##### Provided data #####

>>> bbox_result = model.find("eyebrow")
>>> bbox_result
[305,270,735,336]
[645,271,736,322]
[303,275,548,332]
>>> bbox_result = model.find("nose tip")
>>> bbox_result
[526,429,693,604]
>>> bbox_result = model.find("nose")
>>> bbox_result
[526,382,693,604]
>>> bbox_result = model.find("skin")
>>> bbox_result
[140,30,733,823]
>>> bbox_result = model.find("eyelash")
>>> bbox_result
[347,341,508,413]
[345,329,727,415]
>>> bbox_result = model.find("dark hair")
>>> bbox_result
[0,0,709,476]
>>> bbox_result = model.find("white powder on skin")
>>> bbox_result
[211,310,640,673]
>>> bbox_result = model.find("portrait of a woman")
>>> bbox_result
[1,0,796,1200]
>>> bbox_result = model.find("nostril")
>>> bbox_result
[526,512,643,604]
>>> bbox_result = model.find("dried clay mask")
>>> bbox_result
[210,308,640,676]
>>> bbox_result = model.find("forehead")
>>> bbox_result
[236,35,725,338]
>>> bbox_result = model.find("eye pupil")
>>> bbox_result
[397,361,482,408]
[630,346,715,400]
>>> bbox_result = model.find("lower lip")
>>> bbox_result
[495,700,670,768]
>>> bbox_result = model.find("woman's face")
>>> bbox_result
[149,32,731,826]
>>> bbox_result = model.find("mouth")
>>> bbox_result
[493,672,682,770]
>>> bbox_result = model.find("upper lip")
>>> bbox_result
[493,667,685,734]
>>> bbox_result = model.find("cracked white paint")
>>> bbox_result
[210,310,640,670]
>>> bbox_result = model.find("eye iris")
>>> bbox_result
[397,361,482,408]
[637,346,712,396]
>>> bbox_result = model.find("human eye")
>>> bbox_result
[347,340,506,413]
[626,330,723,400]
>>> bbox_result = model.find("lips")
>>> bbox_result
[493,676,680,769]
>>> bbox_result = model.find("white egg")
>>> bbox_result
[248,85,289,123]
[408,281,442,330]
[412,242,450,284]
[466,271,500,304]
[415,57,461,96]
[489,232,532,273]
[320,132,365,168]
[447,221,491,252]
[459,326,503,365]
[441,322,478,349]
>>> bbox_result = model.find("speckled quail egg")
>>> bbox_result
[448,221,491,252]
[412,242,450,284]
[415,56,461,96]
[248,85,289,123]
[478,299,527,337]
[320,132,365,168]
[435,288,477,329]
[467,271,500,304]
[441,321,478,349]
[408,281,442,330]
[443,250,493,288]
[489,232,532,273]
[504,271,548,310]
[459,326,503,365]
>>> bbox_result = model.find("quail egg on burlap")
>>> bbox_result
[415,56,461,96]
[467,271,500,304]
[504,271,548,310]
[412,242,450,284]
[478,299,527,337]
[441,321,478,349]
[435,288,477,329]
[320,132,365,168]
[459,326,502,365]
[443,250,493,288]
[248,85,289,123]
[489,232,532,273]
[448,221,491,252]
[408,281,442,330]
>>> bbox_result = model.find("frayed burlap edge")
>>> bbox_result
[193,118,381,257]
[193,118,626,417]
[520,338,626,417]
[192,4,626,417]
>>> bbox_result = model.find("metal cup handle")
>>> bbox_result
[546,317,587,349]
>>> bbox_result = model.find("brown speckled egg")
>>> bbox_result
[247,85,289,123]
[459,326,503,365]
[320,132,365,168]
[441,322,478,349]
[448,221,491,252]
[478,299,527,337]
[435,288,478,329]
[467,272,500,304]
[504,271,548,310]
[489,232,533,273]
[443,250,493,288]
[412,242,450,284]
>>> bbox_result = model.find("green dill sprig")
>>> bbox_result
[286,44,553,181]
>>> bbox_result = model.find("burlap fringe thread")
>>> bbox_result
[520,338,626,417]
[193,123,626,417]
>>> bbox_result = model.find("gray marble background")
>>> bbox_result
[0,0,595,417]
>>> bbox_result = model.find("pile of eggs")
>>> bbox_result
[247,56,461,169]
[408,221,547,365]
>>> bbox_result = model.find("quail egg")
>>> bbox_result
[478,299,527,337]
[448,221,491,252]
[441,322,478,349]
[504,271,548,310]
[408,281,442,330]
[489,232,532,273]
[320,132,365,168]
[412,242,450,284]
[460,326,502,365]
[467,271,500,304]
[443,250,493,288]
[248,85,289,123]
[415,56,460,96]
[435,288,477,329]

#####

Exercise »
Locate every line in the data above that contains the word "nose" and copy each of those lines. Case counts.

Task solution »
>>> bbox_result = model.find("nose tip")
>>> bbox_result = model.find("nose")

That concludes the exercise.